— TEXT PROVIDED —
※ ※ ※
When administered intra-articularly (into the joint), stanozolol can “reduce inflammatory processes and act on synoviocytes (cells in the joint lining) and chondrocytes (cartilage-producing cells) promoting anabolic processes,” explained McClure.
The steroid is not FDA-approved, however, and is banned by the United States Equestrian Federation, Fédération Equestre Internationale, and most racing jurisdictions. For these reasons stanozolol is underused, said McClure, though veterinarians can acquire it from some compounding pharmacies. Certain populations of horses might benefit from this joint therapy, he said, including:
- Young horses with osteochondrosis lesions or subchondral cysts.
- Horses with meniscal injuries to the stifle.
- Racehorses with palmar/plantar (in the fore- or hind-limb) osteochondral disease—a degenerative condition affecting the lower ends of the cannon bones.
For treatment to be successful, said McClure, horses treated with stanozolol must be rested and rehabilitated. The therapy involves a series of weekly injections, often followed by a controlled exercise program.
※ ※ ※
— SUPPLIED MATERIAL —
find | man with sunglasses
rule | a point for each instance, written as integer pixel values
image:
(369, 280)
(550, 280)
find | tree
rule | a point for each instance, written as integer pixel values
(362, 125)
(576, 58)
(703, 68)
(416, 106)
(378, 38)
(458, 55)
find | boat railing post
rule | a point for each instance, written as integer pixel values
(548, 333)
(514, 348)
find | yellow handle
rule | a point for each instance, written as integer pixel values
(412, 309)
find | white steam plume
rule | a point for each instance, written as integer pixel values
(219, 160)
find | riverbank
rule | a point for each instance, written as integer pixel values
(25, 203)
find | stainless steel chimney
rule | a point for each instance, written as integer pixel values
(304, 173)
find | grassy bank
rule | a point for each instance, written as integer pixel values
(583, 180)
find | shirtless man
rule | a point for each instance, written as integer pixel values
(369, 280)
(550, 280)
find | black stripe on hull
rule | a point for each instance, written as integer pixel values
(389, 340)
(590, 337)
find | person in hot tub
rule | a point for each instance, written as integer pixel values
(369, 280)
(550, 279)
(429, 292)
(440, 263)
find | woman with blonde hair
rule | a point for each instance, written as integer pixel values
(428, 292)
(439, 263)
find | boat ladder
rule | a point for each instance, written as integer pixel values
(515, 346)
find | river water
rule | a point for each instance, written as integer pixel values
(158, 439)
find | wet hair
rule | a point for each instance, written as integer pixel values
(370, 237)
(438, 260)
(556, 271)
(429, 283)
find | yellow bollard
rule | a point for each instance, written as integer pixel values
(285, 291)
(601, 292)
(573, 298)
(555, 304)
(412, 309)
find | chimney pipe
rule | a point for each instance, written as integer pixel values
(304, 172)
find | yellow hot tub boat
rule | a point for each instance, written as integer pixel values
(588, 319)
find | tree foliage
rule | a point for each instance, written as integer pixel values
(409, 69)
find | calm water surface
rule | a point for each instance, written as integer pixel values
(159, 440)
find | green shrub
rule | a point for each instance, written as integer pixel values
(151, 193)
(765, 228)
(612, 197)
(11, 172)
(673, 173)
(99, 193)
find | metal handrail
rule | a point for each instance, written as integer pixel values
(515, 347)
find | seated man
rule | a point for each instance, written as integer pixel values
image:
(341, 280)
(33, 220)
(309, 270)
※ ※ ※
— BRIEF A —
In one to three sentences, explain why McClure says stanozolol is underused, according to the passage on stanozolol joint therapy in horses.
— BRIEF B —
Carry on the passage on stanozolol joint therapy in horses from its last sentence.
The rows were taken from a different source than the text.

— TASK RESPONSE A —
Stanozolol is underused because it is not FDA-approved. It is also banned by the United States Equestrian Federation, the Fédération Equestre Internationale, and most racing jurisdictions.

— TASK RESPONSE B —
“Stanozolol should not be considered a quick fix, as the overall goal is for it to allow healing of the joint, including cartilage, synovium, subchondral bone (which is found beneath the cartilage and supports the cartilage of the joint surface), and associated ligaments and menisci,” he added.
Potential side effects include increased joint effusion (fluid swelling) post-injection that can be managed with ice and the non-steroidal anti-inflammatory drug phenylbutazone. While veterinarians can administer stanozolol concurrently with intra-articular hyaluronic acid or antibiotics, they should not co-administer corticosteroids, which can inhibit the therapy’s desired anabolic effects.
“Stanozolol can be a useful component for managing joint disease,” said McClure. “It is an affordable disease-modifying drug, but the veterinarian must be aware of forbidden substance regulations when using it.”